*Given request*
Gather every line of the entries below that contains the string "shirt", and copy each one out in full.

━━━

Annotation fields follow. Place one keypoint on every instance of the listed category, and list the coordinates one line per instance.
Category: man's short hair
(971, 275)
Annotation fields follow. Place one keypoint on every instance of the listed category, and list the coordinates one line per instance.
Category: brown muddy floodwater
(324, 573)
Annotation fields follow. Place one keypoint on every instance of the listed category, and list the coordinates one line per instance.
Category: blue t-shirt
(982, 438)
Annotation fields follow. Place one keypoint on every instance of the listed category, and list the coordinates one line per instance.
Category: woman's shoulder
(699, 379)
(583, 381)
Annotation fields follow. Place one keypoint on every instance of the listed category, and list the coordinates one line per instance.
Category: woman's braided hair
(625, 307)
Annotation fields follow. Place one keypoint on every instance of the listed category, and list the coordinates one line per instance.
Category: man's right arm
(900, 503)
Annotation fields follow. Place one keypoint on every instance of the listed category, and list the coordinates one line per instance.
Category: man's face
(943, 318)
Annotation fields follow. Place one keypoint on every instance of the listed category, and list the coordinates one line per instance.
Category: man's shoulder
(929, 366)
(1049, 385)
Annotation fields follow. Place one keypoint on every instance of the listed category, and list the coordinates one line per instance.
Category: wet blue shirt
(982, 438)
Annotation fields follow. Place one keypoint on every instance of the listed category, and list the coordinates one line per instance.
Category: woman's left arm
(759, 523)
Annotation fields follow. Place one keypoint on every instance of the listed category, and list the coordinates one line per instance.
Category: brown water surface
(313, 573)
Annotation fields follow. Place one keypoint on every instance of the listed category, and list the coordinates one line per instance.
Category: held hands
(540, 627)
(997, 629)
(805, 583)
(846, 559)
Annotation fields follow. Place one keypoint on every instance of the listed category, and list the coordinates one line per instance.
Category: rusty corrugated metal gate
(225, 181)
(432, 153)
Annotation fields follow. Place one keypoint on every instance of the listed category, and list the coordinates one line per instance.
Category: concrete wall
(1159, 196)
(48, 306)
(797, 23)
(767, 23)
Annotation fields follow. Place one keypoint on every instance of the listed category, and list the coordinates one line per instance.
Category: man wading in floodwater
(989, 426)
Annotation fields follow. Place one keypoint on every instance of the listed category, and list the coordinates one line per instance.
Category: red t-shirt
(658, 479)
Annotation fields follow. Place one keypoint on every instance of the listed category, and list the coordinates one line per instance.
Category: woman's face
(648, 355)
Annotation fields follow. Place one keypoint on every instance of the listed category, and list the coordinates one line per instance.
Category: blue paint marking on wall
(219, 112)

━━━

*Task solution*
Category: blue t-shirt
Category: wet blue shirt
Category: red t-shirt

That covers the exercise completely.